Problem:
Would you retype the listing word for word, skipping its pictures?

********

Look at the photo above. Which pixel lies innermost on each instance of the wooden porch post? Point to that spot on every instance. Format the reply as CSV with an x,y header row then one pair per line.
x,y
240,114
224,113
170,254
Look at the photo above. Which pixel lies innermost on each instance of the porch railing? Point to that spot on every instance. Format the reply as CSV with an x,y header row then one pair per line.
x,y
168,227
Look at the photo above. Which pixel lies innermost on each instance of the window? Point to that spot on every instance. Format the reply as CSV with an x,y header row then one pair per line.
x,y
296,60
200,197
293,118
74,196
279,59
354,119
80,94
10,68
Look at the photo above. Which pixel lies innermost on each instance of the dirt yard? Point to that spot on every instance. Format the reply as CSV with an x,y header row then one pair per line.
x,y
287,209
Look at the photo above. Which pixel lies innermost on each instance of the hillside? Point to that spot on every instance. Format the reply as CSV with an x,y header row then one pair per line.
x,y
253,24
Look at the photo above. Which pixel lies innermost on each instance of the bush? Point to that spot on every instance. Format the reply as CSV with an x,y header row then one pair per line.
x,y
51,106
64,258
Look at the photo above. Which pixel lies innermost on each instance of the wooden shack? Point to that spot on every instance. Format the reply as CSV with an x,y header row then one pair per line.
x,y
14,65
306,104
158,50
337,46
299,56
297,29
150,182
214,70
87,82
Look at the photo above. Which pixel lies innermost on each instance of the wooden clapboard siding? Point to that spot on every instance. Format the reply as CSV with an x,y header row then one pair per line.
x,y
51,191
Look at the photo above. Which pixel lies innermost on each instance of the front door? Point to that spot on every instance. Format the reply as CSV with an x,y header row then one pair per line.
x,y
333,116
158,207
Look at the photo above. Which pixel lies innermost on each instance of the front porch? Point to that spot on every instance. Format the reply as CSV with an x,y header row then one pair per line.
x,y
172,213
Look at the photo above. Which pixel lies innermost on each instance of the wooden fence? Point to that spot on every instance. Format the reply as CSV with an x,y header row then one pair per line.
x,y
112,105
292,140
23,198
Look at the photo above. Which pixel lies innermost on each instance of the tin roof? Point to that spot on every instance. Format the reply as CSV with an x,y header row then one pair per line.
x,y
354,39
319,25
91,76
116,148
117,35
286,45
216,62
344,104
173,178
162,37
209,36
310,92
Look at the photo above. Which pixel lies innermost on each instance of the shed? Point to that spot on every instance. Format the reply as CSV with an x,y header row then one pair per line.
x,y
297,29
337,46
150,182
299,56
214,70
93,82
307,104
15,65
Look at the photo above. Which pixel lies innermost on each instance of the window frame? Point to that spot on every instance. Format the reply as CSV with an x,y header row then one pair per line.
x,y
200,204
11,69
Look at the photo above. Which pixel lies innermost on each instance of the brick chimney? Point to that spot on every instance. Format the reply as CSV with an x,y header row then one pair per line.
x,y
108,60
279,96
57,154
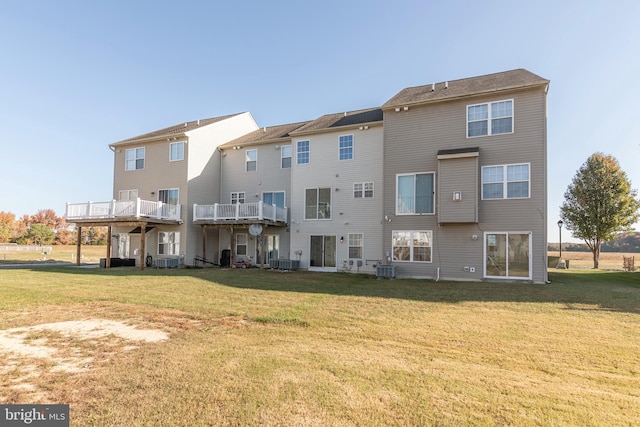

********

Response:
Look at the photo above. Which pixel lies innermost on each instance of the wooden porch post? Point to that spot on every instance. Format the reply as CSV with an x,y header row then one pair per line.
x,y
240,114
224,113
170,254
Look at the photo above. Which pixel lies innermost on each instance of the porch railing? Point to that spot on every instance. Format the reply as CSV with an x,y header row then one pair per line.
x,y
168,227
Look at the photo above. Which pixel lies innermost on each instance of the window? Point to that spot on every instance. Format the reply as CSV with an x,y header row then one pair per line.
x,y
296,60
200,197
293,118
74,196
279,59
354,119
80,94
10,68
Look at the photo above. Which pixel lies innermost on each instance of the dirt yard? Point to that spot on every instance. Format the reply as CSV with an x,y header row then one pair per line.
x,y
287,209
Look at the photo above. Which pixel lies innermost on each instance of the hillside? Point to that spot on every instance. Format the reply as CSV with an x,y header row then one pair per line.
x,y
253,24
Look at the photo above. Which pixel lies innermost on each instance of the bush? Point to that spot on every instance. Format the reply as CSV with an x,y header row then one pair per line.
x,y
51,106
64,258
Look at the photo above. Which pixel lies innermost on each instance of the wooden shack? Point to that spot on every instance. Format the reply as CSV with an x,y header row then one pair per line.
x,y
14,65
306,104
158,50
337,46
299,56
297,29
150,182
214,70
87,82
Look at the photo above. Which pixel lies innermost on each instance of the wooden clapboard siding? Point to that spot on every instance. Format the reply as CSV with an x,y header row then one pair per line.
x,y
51,191
Look at the photo above. Which pixel lies innermost on each instance of the front door? Point to that spot on every instance. Format the reply as CSV with an x,y header row then one pair per line.
x,y
333,116
158,207
Look at the photo above. Which pixel lies innermost on each instance of the front porch? Point to that spot on every instance. Format the reply as CSV with an x,y header row then one pair per line.
x,y
172,213
Look at the photo above. Which pixel lies innermost on each instance of the wooden fence? Point to that spot on every instance. Format the reply as CSV with an x,y header row then one pair per line.
x,y
112,105
292,140
23,198
Look at the photo above. Which pixel lies innermost on each instance of the tin roof? Point to that spot on every instance. Format the reply as CSV with an x,y header row then one pair per line.
x,y
354,39
319,25
91,76
116,148
117,35
286,45
216,62
344,104
173,178
162,37
209,36
310,92
Look at the photo above. Which pixel lies innermost on each instance of the shed? Point to that spot on every instance. Format the reply as CSV with an x,y header row then one pair per line.
x,y
297,29
337,46
150,182
299,56
214,70
93,82
307,104
15,65
Look at the photo above. Which pixel lies innermost on each instance of the window frame? Point to that spot on every instance. Format the reply as CSV with an x,y header row then one pair per line.
x,y
200,204
11,69
Look at the photo above. Which pixel lies innermost on each instance of the brick chimney? Point to that spot on every instance. Format the reply as CSV with an x,y header row then one pair per line.
x,y
108,60
279,96
57,154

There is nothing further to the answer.